* [STATED TASK]
Tally the lines in the material below that contain the word "building", treating uppercase and lowercase as different, and reply with the number alone.

* [Material for bounding box labeling]
--- START ---

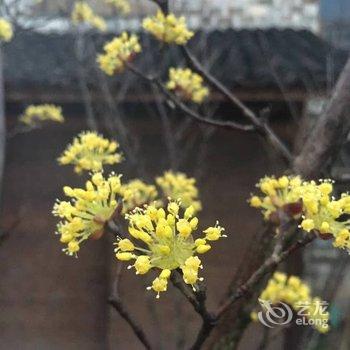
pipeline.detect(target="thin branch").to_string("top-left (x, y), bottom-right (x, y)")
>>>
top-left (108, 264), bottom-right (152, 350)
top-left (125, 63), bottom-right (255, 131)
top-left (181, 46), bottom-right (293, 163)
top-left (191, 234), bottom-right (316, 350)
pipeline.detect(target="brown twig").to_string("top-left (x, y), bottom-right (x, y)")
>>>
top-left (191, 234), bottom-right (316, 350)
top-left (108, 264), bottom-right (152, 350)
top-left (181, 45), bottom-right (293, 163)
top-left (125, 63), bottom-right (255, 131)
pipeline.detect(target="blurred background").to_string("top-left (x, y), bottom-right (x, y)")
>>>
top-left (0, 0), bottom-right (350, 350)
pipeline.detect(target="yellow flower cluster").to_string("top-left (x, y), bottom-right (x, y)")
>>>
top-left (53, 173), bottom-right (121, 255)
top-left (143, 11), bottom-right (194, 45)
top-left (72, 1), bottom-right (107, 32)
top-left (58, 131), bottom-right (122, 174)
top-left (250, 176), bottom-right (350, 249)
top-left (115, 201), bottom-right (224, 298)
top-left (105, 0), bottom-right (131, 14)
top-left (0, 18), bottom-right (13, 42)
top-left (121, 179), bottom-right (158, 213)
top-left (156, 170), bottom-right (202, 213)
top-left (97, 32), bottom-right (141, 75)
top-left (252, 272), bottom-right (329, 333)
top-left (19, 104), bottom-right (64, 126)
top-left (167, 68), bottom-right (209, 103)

--- END ---
--- START ---

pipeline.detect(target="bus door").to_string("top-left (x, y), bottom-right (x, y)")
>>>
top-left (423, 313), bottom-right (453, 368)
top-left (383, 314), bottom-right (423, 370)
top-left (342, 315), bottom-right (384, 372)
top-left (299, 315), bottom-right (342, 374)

--- END ---
--- START ---

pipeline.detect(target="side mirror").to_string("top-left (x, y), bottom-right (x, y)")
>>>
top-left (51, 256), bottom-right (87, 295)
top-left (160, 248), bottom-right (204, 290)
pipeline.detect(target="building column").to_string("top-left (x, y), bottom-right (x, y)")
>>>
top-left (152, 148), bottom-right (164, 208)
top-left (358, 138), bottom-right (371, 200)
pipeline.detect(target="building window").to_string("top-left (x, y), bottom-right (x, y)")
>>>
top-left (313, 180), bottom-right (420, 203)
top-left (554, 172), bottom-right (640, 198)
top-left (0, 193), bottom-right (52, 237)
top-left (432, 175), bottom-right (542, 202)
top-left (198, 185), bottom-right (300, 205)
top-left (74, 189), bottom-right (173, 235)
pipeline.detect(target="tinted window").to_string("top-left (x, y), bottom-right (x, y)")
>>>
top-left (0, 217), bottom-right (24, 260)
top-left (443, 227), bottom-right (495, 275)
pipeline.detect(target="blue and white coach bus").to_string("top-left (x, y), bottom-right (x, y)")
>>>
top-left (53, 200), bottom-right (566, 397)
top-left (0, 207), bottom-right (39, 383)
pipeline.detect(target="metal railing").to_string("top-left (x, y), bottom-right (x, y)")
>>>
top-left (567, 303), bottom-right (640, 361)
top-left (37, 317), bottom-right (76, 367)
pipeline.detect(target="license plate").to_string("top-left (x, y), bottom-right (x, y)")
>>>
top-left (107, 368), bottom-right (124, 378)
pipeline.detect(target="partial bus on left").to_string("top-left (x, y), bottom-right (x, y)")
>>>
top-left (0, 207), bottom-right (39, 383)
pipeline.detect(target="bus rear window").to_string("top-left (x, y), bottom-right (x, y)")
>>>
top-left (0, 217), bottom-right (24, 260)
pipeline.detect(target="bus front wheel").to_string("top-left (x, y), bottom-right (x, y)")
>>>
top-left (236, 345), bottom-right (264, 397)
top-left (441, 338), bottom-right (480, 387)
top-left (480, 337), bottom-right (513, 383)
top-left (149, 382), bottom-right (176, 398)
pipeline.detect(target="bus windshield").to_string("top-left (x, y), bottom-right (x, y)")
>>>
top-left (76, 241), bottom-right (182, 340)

--- END ---

* [CORRECT RESPONSE]
2